◆ TESTO FORNITO ◆
===
Abitiamo un territorio molto complesso e compromesso, dove anche e soprattutto il mercato del lavoro è inquinato: perché non vengono rispettati i contratti, i ragazzi assunti restituiscono parte dello stipendio, c’è uno sfruttamento di fondo che è diventato quasi la prassi… Vengono da noi, ma quando si deve andare avanti, avviare una vertenza, le paure manIfestate sono le stesse che avete raccolto anche voi. Dicono: “se sanno che ho parlato con il sindacato è un problema, se denuncio poi non verrò più assunto da nessuno”. È difficile trovare il coraggio, ed è anche comprensibile». Alcuni non sanno nemmeno cos’è una vertenza. «Vero. Perché il più delle volte sono giovani, ragazzi che vengono assunti per la prima volta, che disconoscono anche quelli che sono i propri diritti in base al contratto che hanno, al di là di quelli firmati dalle organizzazioni confederali.
Alcuni disconoscono la legge del lavoro e non sanno nemmeno ciò che hanno firmato. Capite bene che avviare una vertenza è difficilissimo, in questo scenario. Per questo motivo noi andiamo nelle scuole, li informiamo prima che abbiano a che fare con il mondo del lavoro, perché en- trino nel mondo del lavoro pronti, preparati, consapevoli delle regole del gioco, di diritti e doveri.
Se i giovani che avete intervistato, Enrico, Matteo, Alessia, e tutti i giovani che non vogliono e non possono mettere la faccia si unissero, se capissero che si possono unire, beh, io credo che in questo modo sarebbe possibile cambiare le cose. Di questo parliamo nelle scuole, lì li informiamo, gli dimostriamo che l’unione davvero fa la forza. Anche perché l’alternativa, altrimenti, è quella di andare via. Ma se tutti andiamo via… cosa resta della Calabria? Se tutti andiamo via, in questa terra non cambierà niente».
Il sindacato fa la sua parte
In Calabria non c’è una grande cultura del sindacato, come in Emilia- Romagna, o in Lombardia. Qui ci si iscrive al sindacato quando si è in difficoltà, cosa che
ha un peso assai diverso, anche nelle trattative: «Se a un tavolo rappresenti dieci perso- ne è un conto, se ne rappresenti cento… capisci che è diverso».
Cgil è il primo sindacato italiano e conta quasi 14 mila iscritti nella piana di Gioia Tauro, dato che oscilla con il numero di assunzioni, le Naspi e le disoccupazioni, ma che è importante su un territorio abitato da più di 150mila persone. Come vengono raggiunti i lavoratori? Come si fa a informare delle persone che non sanno nemmeno di poter essere informate? «I lavoratori si rivolgono
a noi per i servizi, il primo approccio è spesso non con noi ma con il patronato, con il Caf, e poi, magari, gli operatori stessi, preparando la pratica, prendono in carico il lavoratore e lo informano a proposito di diritti e doveri. Poi, ovviamente, andiamo in azienda, nelle assemblee, e capita spesso che, successivamente, i lavoratori vengano a trovarci anche singolarmente. Infine, andiamo nelle piazze, nei luoghi di aggregazione di uomini e donne che vanno alla ricerca della giornata di lavoro.
===
◆ ESTRATTI DELLE VOCI ◆
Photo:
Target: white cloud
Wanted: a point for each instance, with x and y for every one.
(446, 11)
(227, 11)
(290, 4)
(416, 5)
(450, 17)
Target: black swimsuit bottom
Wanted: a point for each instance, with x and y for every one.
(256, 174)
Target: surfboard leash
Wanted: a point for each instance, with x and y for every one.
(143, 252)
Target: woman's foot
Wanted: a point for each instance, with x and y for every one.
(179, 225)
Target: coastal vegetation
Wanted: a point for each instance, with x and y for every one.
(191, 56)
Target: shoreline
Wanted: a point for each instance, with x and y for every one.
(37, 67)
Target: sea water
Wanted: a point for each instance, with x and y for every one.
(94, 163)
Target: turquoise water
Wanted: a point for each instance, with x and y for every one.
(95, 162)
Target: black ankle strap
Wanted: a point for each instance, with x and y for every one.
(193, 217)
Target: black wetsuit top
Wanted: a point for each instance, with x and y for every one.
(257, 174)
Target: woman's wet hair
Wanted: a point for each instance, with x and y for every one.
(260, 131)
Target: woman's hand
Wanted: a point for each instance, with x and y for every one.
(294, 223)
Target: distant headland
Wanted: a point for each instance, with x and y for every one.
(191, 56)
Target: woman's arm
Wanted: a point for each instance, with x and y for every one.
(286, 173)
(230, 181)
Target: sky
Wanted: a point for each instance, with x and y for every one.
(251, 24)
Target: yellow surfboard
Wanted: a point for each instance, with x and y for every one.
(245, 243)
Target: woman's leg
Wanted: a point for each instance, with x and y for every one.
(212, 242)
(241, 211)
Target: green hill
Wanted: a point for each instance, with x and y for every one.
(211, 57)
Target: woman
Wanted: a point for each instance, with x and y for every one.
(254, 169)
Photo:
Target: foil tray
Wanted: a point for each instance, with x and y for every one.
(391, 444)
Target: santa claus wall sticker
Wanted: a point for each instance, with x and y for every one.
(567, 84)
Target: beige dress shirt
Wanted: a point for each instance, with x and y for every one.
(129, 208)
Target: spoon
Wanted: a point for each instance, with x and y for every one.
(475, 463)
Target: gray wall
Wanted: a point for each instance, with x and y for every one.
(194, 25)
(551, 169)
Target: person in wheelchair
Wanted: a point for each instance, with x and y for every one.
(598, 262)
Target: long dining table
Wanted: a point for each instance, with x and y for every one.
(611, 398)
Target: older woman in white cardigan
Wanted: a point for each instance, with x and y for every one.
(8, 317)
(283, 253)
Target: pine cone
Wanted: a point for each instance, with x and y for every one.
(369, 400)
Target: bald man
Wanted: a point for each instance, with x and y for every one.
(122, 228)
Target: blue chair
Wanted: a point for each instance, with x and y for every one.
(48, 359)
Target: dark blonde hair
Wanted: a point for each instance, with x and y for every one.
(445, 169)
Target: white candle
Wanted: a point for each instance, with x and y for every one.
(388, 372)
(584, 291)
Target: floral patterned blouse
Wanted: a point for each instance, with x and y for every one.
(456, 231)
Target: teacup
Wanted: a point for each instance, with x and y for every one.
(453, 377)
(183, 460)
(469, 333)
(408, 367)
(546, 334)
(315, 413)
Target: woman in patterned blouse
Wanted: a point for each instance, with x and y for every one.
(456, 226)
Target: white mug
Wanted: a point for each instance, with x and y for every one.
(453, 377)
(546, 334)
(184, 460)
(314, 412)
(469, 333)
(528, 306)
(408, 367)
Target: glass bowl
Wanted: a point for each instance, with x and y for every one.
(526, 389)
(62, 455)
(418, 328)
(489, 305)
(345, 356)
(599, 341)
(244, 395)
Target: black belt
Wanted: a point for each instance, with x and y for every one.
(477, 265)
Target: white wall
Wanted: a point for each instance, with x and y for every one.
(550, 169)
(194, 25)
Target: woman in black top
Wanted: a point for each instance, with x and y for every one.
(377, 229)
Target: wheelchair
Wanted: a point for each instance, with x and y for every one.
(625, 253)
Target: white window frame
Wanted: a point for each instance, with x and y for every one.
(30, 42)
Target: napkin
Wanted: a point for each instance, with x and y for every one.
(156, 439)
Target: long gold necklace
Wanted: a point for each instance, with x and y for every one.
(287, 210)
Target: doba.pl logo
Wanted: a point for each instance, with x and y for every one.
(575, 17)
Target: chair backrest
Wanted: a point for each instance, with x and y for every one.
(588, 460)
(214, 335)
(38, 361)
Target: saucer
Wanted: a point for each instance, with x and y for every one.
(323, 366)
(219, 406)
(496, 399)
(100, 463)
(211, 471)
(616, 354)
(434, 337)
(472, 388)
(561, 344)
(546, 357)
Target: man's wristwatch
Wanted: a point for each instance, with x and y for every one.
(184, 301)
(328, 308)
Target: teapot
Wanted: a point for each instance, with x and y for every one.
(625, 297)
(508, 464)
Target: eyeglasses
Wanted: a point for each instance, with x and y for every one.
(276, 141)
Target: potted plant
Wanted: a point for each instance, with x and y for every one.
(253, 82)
===
◆ COMPITO ASSEGNATO A ◆
Secondo il testo sul sindacato in Calabria, quanti iscritti conta la Cgil nella piana di Gioia Tauro?
◆ COMPITO ASSEGNATO B ◆
Prosegua il testo sul sindacato in Calabria a partire dalla sua ultima frase.
Le voci costituiscono materiale distinto dal testo sul sindacato in Calabria.

◆ RISPOSTA ALL'ESERCIZIO A ◆
Quasi 14 mila iscritti.

◆ RISPOSTA ALL'ESERCIZIO B ◆
Personalmente, faccio anche lo sportello alla tendopoli di San Ferdinando. Il primo obiettivo è quello di informare i lavoratori riguardo i loro diritti e doveri, le leggi e le regole, ciò che gli deve essere riconosciuto per diritto». Tutto questo lavoro sulla Piana serve quindi anche a creare un punto di riferimento non solo per il mondo del lavoro, ma anche in termini di inclusione e accoglienza. «Noi abbiamo presentato la carta dei diritti che di fatto si rivolge non solo a chi ha già delle tutele, ma anche a chi tutele non ne ha, come per esempio le partite iva. In fondo, tutto parte dal lavoro. E parlando di lavoro si parla di sviluppo, di legalità, persino di sanità. L’innovazione e la riorganizzazione del servizio sanitario calabrese e pianigiano sono possibili solo valorizzando il lavoro, superando la precarietà, salvaguardando e aumentando i livelli occupazionali».
Ma tornando al problema principale, lo sfruttamento: questi giovani che si vedono negare i propri diritti elementari, gli 80 euro, le tredicesime, che possibilità hanno?
La domanda è ancora più semplice se si pensa che ciò di cui stiamo parlando è, da tempo, sulla bocca di tutti: c’è davvero bisogno che parta dal lavoratore l’iniziativa contro questa piaga? «La politica è assente, siamo d’accordo, ma noi, personalmente, siamo sempre sul campo. Non solo con le numerose vertenze che abbiamo iniziato e vinto – e le abbiamo vinte solo, però, quando i lavoratori si sono uniti veramente, nei supermercati, nelle industrie, al porto – siamo sempre sul campo anche con una azione di sensibilizzazione globale, a 360 gradi. Questa estate siamo andati nelle spiagge, a distribuire i volantini ai turisti, per sensibilizzarli sul fatto che anche le loro vacanze sono spesso fondate sullo sfruttamento e il lavoro nero, con gli stagionali dei villaggi vacanze e dei lidi.
Il lavoratore non è l’unico che deve essere informato, questa è la nostra missione: dimostrare che la Calabria può cambiare con la partecipazione di tutti».